__Goal of the exercise__. Locate each line in the data below that contains the string "vertical" and copy it out.

__Available data__.
------------------------------------------------
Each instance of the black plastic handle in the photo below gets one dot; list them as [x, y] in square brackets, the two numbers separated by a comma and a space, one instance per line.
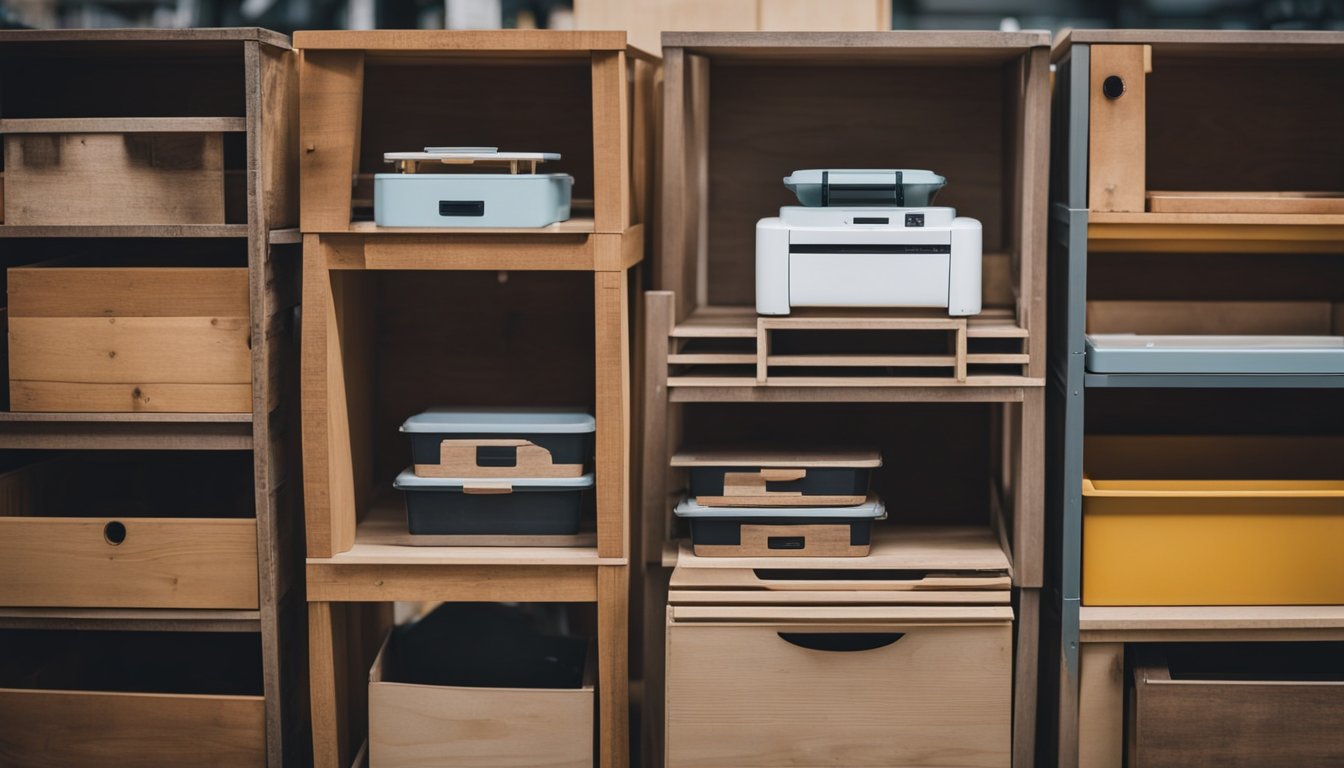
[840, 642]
------------------------------------------------
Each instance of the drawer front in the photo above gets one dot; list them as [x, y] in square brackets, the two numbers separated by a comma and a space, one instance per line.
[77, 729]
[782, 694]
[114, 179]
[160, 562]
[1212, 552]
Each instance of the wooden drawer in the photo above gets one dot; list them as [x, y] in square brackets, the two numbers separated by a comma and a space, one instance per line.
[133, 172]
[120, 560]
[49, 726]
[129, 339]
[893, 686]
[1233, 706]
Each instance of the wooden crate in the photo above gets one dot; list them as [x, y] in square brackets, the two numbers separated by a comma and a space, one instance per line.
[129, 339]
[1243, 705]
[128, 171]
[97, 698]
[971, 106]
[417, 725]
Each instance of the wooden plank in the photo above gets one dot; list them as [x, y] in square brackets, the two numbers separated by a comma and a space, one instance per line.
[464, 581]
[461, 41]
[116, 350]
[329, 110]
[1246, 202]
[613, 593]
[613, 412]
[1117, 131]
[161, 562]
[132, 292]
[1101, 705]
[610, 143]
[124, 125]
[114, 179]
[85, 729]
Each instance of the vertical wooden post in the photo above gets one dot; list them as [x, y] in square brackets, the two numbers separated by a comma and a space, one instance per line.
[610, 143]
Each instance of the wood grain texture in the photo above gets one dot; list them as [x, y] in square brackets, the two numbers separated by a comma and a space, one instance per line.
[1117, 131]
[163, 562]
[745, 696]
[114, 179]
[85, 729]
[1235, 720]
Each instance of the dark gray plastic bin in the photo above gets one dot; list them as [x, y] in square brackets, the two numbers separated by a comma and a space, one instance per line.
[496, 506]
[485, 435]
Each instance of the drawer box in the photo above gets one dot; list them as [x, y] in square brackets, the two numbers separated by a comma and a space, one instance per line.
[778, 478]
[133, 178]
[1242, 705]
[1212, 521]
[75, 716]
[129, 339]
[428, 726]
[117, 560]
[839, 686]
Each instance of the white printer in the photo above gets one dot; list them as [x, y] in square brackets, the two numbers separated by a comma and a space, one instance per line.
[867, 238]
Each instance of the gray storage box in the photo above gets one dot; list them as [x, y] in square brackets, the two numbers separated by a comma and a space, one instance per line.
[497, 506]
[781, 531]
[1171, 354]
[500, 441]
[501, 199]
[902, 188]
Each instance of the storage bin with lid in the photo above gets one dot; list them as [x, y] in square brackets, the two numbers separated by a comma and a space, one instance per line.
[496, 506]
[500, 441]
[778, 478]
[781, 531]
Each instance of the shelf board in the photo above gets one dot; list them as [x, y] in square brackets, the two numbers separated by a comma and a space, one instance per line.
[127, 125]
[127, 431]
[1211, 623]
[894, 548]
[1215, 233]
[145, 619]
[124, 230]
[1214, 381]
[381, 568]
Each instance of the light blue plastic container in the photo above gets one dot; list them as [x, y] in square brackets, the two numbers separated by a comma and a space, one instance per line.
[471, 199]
------------------------------------------------
__Exercise response__.
Each instance of the vertical wooden post in the photo above gets one dot; list them as [x, y] in square brackets, the two numbers separated by a comma and a space, one instance per line.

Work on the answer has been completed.